Task directions
Using the data below, gather each line that includes the word "leather".

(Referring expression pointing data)

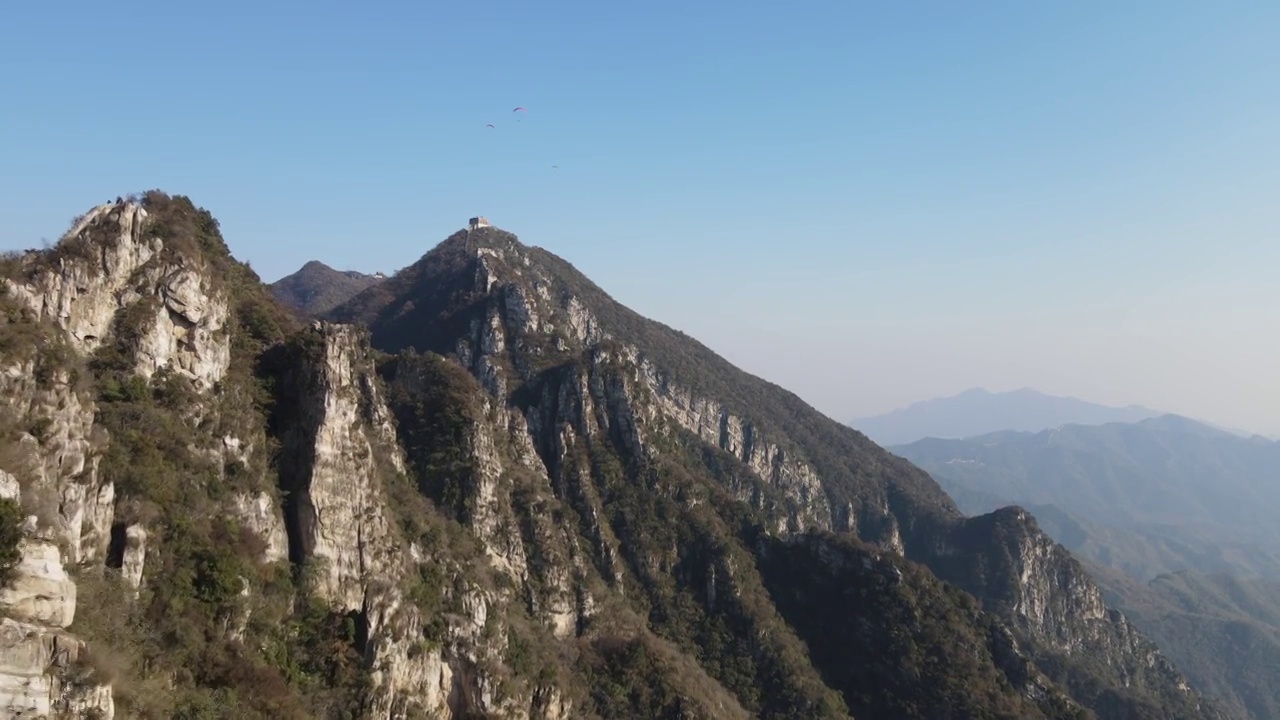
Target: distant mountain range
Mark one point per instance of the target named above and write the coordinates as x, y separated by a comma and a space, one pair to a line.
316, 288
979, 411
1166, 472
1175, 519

--

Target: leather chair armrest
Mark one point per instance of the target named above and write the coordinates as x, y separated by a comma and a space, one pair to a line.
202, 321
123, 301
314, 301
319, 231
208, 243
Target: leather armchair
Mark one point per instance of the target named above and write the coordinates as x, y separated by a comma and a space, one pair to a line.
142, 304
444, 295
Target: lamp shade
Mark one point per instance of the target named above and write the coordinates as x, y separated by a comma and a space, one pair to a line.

Answer to the exercise
Target: leather chair armrest
Target: leather armchair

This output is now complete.